------ Raw data ------

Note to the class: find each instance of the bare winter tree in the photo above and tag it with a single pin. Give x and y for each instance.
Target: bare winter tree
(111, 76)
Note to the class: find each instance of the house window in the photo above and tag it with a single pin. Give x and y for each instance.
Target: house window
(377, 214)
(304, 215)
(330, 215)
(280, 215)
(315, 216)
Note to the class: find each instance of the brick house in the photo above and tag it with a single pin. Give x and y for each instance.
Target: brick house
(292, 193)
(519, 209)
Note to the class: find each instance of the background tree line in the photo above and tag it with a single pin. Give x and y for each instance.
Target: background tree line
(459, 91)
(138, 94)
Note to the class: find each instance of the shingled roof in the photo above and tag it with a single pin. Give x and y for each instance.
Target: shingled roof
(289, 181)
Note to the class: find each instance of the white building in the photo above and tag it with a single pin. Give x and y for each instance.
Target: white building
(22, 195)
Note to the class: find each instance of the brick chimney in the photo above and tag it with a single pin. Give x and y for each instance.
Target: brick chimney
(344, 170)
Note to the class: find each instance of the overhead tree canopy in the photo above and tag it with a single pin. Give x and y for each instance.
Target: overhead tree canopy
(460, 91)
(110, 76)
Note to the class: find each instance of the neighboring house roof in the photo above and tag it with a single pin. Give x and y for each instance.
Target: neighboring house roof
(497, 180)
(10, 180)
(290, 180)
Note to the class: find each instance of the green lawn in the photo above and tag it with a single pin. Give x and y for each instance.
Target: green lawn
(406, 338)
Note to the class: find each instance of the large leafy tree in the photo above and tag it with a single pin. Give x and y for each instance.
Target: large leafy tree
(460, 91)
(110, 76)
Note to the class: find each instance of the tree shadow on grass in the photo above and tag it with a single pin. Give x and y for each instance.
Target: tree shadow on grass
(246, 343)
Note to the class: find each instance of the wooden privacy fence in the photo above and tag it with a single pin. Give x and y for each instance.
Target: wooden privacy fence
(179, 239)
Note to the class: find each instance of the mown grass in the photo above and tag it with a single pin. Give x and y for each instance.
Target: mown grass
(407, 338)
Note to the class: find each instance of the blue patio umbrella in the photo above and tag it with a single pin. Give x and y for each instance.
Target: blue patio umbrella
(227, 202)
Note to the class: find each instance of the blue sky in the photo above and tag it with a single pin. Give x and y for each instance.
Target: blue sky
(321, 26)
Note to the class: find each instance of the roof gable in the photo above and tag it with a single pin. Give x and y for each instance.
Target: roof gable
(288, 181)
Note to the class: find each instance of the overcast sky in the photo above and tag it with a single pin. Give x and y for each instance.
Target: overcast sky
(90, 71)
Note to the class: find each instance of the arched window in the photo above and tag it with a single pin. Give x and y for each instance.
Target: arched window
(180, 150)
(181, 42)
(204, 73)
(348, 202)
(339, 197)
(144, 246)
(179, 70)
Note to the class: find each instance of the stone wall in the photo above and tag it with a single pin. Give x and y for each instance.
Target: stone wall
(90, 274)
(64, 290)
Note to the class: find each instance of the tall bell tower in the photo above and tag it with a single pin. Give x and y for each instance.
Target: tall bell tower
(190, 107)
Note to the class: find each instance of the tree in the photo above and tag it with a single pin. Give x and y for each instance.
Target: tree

------

Exercise instructions =>
Above are some records; repeat all of them exactly.

Result below =>
Note to the class: find each instance of the bare winter tree in the photo above and tag it with a single pin. Give x and y for each instance.
Target: bare winter tree
(111, 76)
Note to the class: find each instance of the house window in the photo above and tag it with a single pin. Give x and y for each instance.
Target: house window
(377, 214)
(304, 215)
(330, 215)
(280, 215)
(315, 216)
Note to the class: find each instance of the brick house in the photo above and tag it with a single pin. Give x and y for each instance.
Target: brick house
(292, 193)
(519, 209)
Note to the class: find each instance of the background tree line in the photo above and tag it with a single pin. Give x and y for each instance.
Target: background tree line
(459, 91)
(138, 94)
Note to the class: find each instance of the shingled roof in the photo above and tag it with a single pin. Give x and y for each instance.
Target: shingled roof
(289, 181)
Note to the class: find each instance of the white building in the photo above and tag it with a single pin. Give x and y for each instance.
Target: white building
(22, 195)
Note to the class: find each instance of the brick chimney in the photo above and tag it with a single pin. Give x and y for each instance.
Target: brick chimney
(344, 170)
Note to the class: find each instance of the overhead tree canopy in the photo above and tag it with a single pin. Give x and y for each instance.
Target: overhead tree canopy
(460, 91)
(110, 76)
Note to the class: find each instance of the neighboring house roof in the photo above and tag it with a single pin. Give x and y for each instance.
Target: neighboring house roof
(497, 180)
(10, 180)
(290, 180)
Note to the class: find each instance of the green lawn in the photo above and tag it with a single pin. Give x and y for each instance.
Target: green lawn
(406, 338)
Note to the class: find each instance of the large leafy tree in the photo above and tag it with a single pin. Give x and y for each instance.
Target: large leafy tree
(460, 91)
(110, 76)
Note to the class: find each instance of the tree shadow on grass in the photo above and tag it with a single pin. Give x and y for each instance.
Target: tree shadow on grass
(246, 343)
Note to the class: find each instance of the wooden privacy fence in the photo above and tag it with a single pin. Give x and y for each instance.
Target: wooden privacy fence
(179, 239)
Note to the class: find each instance of the mown grass in the photo above and tag it with a single pin. Give x and y for each instance.
Target: mown grass
(407, 338)
Note to the class: find each instance of the blue patio umbrella in the photo above and tag it with a single pin. Give x and y for each instance.
Target: blue patio umbrella
(227, 202)
Note to the class: find each instance of the blue sky in the photo above and tag it with a single pin. Give x and y for each instance.
Target: blue sky
(321, 26)
Note to the class: find each instance of the roof gable in the photo above and tag it with a single pin. Give x and y for each instance.
Target: roof gable
(288, 181)
Note to the class: find each instance of the overcast sky in the photo above and tag it with a single pin. Give x and y for each instance.
Target: overcast sky
(90, 71)
Note to the class: find each instance of the arched window in the photo above and tag it with a single pin. Give x and y for each instance.
Target: arched window
(180, 150)
(181, 42)
(204, 73)
(348, 202)
(339, 197)
(144, 246)
(179, 70)
Note to the class: find each instance of the stone wall in the photo above and tag it with a single pin. Give x and y for each instance.
Target: stone wall
(90, 274)
(64, 290)
Note to the class: find each instance of the tall bell tower in the photo above and tag it with a single pin. Give x and y for each instance.
Target: tall bell tower
(190, 107)
Note to the class: find each instance of the tree in the photo above and tag it with a single pin. Give x and y for each instance.
Target: tree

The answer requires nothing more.